Assigned task:
Print the records exactly as given.

Records for the task:
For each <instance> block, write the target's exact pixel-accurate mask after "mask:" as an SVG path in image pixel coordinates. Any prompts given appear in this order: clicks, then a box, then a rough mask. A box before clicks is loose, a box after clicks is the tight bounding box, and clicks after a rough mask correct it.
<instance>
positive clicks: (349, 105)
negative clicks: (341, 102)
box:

Answer area:
For each <instance> block, write the target's exact pixel-accurate mask after "mask:" as an SVG path in image pixel coordinates. Any prompts given appear in this order: clicks, then a box, then a rough mask. A box before clicks is loose, a box after clicks is the tight bounding box, and clicks after a rough mask correct it.
<instance>
positive clicks: (349, 105)
negative clicks: (341, 102)
box:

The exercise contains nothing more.